----- RECORDS -----
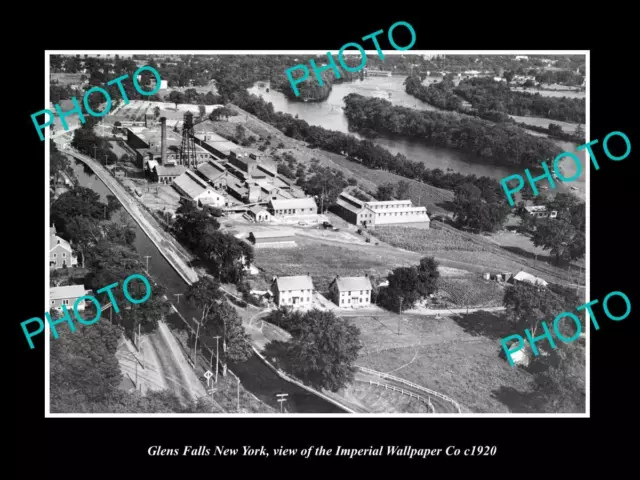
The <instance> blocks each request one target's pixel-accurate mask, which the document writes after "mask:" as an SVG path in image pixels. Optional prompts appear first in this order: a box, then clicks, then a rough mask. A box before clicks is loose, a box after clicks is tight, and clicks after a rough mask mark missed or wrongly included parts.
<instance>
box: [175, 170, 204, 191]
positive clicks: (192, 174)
mask: <svg viewBox="0 0 640 480" xmlns="http://www.w3.org/2000/svg"><path fill="white" fill-rule="evenodd" d="M173 183H175V184H176V185H177V186H178V187H180V188H181V189H182V191H184V192H185V193H186V194H187V195H189V196H190V197H191V198H196V197H198V196H199V195H201V194H202V192H204V191H205V190H207V189H208V188H209V187H208V186H207V184H206V183H204V182H203V181H202V180H200V179H199V178H198V177H196V175H195V173H193V172H191V171H190V170H187V171H185V172H184V173H183V174H182V175H180V176H179V177H178V178H176V179H175V180H174V181H173Z"/></svg>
-----
### WHAT THE TASK ASKS:
Where the string "instance" occurs in the data, return the whole line.

### RESULT:
The <instance> blocks each request one target's pixel-accurate mask, which the document writes after "mask:" as an SVG path in image pixels. Optional prompts appear first in this order: a box, then clicks, then a rough mask. A box before clicks is loose, a box after clicks is tight, and clicks after a rough mask mark missed or wrongly included parts.
<instance>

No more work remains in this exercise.